··· Recorded data ···

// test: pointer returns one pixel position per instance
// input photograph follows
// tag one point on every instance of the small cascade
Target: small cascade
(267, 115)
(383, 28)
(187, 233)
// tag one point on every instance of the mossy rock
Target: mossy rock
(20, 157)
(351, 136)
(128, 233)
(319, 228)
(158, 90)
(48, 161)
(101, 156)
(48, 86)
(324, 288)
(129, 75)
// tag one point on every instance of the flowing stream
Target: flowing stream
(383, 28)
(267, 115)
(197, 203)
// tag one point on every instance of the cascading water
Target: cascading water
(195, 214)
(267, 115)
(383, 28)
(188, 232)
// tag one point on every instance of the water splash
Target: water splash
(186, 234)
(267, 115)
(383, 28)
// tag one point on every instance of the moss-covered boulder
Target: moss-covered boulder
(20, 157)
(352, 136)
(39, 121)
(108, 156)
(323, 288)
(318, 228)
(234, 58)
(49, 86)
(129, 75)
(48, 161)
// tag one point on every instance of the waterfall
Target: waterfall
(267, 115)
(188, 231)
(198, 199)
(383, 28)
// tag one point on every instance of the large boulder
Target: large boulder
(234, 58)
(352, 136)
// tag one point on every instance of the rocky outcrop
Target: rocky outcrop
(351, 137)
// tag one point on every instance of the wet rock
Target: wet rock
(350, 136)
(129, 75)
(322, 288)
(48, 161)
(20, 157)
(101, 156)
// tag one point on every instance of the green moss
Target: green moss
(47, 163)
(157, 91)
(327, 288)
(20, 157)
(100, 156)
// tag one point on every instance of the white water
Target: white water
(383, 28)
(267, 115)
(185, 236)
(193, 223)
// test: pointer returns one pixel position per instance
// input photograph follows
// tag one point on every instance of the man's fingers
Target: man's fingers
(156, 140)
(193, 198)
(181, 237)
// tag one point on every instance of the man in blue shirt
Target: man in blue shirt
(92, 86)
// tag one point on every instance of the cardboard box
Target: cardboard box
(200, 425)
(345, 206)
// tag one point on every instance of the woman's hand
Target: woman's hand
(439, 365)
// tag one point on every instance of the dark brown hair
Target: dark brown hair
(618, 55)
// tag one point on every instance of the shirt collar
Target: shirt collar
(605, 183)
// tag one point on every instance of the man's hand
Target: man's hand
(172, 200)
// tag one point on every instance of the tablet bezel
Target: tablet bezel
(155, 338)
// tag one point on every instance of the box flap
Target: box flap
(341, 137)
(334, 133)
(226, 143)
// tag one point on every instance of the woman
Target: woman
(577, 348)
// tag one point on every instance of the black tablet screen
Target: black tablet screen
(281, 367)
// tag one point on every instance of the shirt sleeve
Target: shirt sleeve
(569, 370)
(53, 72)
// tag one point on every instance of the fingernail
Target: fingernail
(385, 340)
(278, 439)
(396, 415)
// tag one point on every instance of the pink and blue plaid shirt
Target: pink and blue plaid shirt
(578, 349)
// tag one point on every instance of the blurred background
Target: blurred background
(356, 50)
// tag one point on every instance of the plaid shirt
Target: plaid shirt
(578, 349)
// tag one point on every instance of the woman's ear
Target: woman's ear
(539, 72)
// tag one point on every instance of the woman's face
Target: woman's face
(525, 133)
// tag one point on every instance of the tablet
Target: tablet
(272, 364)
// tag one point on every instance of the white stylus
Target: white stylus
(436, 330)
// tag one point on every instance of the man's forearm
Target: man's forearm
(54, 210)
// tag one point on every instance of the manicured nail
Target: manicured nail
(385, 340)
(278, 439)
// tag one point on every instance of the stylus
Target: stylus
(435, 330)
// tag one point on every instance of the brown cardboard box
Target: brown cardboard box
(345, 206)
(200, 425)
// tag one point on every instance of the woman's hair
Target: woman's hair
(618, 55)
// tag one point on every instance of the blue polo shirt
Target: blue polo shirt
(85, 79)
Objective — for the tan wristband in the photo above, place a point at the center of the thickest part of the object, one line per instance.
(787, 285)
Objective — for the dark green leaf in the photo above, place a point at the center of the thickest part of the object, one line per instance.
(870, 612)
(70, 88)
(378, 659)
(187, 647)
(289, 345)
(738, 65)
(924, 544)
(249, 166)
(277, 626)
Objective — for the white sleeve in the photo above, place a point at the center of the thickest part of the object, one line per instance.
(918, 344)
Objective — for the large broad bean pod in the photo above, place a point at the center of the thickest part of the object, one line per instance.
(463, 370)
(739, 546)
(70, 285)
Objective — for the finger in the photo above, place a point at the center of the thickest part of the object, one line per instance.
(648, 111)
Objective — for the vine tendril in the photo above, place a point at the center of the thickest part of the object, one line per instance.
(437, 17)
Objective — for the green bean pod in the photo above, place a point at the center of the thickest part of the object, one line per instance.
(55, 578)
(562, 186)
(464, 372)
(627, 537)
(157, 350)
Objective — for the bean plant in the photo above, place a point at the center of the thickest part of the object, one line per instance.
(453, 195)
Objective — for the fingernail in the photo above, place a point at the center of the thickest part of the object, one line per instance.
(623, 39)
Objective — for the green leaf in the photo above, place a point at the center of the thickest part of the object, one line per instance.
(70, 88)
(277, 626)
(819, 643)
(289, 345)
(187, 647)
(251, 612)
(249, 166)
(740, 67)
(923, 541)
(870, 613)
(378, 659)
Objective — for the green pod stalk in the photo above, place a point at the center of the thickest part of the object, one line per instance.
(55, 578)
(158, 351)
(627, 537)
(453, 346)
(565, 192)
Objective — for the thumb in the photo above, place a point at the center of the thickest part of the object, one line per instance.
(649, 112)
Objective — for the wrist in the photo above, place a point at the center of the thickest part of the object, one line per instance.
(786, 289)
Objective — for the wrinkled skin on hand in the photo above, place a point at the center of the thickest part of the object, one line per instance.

···

**Given instruction:** Copy out each line exactly.

**Result below:**
// test: pointer returns one pixel position per instance
// input photograph follows
// tag one point on every instance of the small cascade
Target: small cascade
(267, 115)
(383, 28)
(187, 233)
// tag one point on every instance of the mossy rock
Target: mossy rock
(20, 157)
(351, 136)
(128, 233)
(319, 228)
(158, 90)
(48, 161)
(101, 156)
(48, 86)
(324, 288)
(129, 75)
// tag one point on every instance of the flowing stream
Target: flowing stream
(383, 28)
(267, 115)
(197, 203)
// tag one point on every instance of the cascading water
Target: cascading water
(195, 214)
(267, 115)
(383, 28)
(188, 232)
// tag one point on every instance of the water splash
Target: water splash
(186, 234)
(267, 115)
(383, 28)
// tag one point on every instance of the moss-covered boulder
Target: moss-covered boulder
(20, 157)
(352, 136)
(39, 121)
(108, 156)
(323, 288)
(318, 228)
(234, 58)
(49, 86)
(129, 75)
(48, 161)
// tag one point on every instance of the waterfall
Target: waterfall
(267, 115)
(188, 231)
(198, 199)
(383, 28)
// tag one point on every instance of the large boulder
Target: large boulder
(234, 58)
(352, 136)
// tag one point on every instance of the rocky outcrop
Target: rocky outcrop
(351, 137)
// tag one point on every instance of the wet rock
Target: wet rock
(350, 136)
(129, 75)
(322, 288)
(48, 161)
(20, 157)
(101, 156)
// tag one point on every instance of the green moss
Target: green moss
(47, 163)
(157, 91)
(327, 288)
(20, 157)
(100, 156)
// tag one point on every instance of the white water
Target: white water
(383, 28)
(267, 115)
(185, 236)
(193, 223)
// test: pointer returns one pixel position per instance
// input photograph follows
// tag one point on every instance of the man's fingers
Target: man's fingers
(156, 140)
(193, 198)
(181, 237)
// tag one point on every instance of the man in blue shirt
Target: man in blue shirt
(92, 86)
// tag one point on every instance of the cardboard box
Target: cardboard box
(200, 425)
(345, 206)
// tag one point on every instance of the woman's hand
Target: woman's hand
(439, 365)
// tag one point on every instance of the dark brown hair
Target: dark brown hair
(618, 55)
// tag one point on every instance of the shirt collar
Target: shirt collar
(605, 183)
// tag one point on every instance of the man's hand
Target: man's hand
(172, 200)
// tag one point on every instance of the tablet bezel
Target: tablet bezel
(155, 338)
// tag one point on every instance of the box flap
Target: box flap
(341, 137)
(334, 133)
(226, 143)
// tag one point on every instance of the woman
Target: woman
(577, 348)
// tag one point on every instance of the black tablet screen
Target: black tablet screen
(281, 367)
// tag one point on every instance of the shirt sleeve
Target: shirt sleeve
(569, 370)
(53, 72)
// tag one point on every instance of the fingernail
Target: fingernail
(385, 340)
(278, 439)
(396, 415)
// tag one point on every instance of the pink and blue plaid shirt
Target: pink and blue plaid shirt
(578, 349)
// tag one point on every instance of the blurred background
Target: blurred background
(356, 50)
// tag one point on every instance of the plaid shirt
Target: plaid shirt
(578, 349)
// tag one point on every instance of the woman's ear
Target: woman's ear
(539, 72)
// tag one point on every instance of the woman's face
Target: woman's face
(525, 133)
// tag one point on every instance of the tablet
Target: tablet
(272, 364)
// tag one point on every instance of the white stylus
Target: white stylus
(436, 330)
// tag one point on every instance of the man's forearm
Target: man's forearm
(54, 210)
// tag one point on every instance of the manicured nail
Target: manicured nail
(385, 340)
(278, 439)
// tag one point on every instance of the stylus
Target: stylus
(435, 330)
// tag one point on every instance of the brown cardboard box
Target: brown cardboard box
(345, 206)
(200, 425)
// tag one point on every instance of the woman's hair
Target: woman's hair
(618, 55)
// tag one point on every instance of the blue polo shirt
Target: blue polo shirt
(85, 79)
Objective — for the tan wristband in the photo above, place a point at the center of the thickest part of the object, one line per instance.
(787, 285)
Objective — for the dark green leaf in the photo above, place a point at the center of the thickest part of the object, one line per instance.
(870, 612)
(70, 88)
(378, 659)
(187, 647)
(289, 345)
(738, 65)
(924, 544)
(249, 166)
(277, 626)
Objective — for the white sleeve in the photo above, place a point at the center of the thickest part of the object, one line per instance.
(918, 344)
Objective — for the large broad bean pod in the photo above, place a point at the center of the thickest part of the object, one line per instance.
(463, 370)
(739, 546)
(70, 285)
Objective — for the finger in the photo above, place a point at the center of the thickest part of the object, one line per instance.
(648, 111)
Objective — for the vine tendril in the photo above, place a point at the center of the thickest part of the object, one line per instance.
(437, 17)
Objective — for the green bean pod in the photo above, place a point at the center of the thickest part of the object, one line per instance.
(55, 578)
(562, 186)
(464, 372)
(627, 537)
(157, 350)
Objective — for the bean plant in the photo above, place a point at the center of the thickest part of the object, one line per instance.
(453, 195)
Objective — for the fingernail in the photo above, place a point at the center of the thickest part of the object, one line per instance.
(623, 39)
Objective — for the green leaf in the photo above, place a point at the center of the thickest part of the object, one line per instance.
(70, 88)
(277, 626)
(819, 643)
(289, 345)
(187, 647)
(251, 612)
(249, 166)
(740, 67)
(923, 541)
(870, 613)
(378, 659)
Objective — for the green pod stalk in the photo above, place a point at the center of the thickest part of the object, one line per instance.
(55, 578)
(158, 351)
(627, 537)
(453, 346)
(565, 192)
Objective — for the thumb in the photo above, place a point at the center of the thickest part of the object, one line per instance.
(649, 112)
Objective — for the wrist in the photo above, place a point at the center of the thickest part of the object, one line per instance.
(786, 289)
Objective — for the wrinkled skin on hand in the photo above, place a point at the center of the thickest part of the object, one line per instance.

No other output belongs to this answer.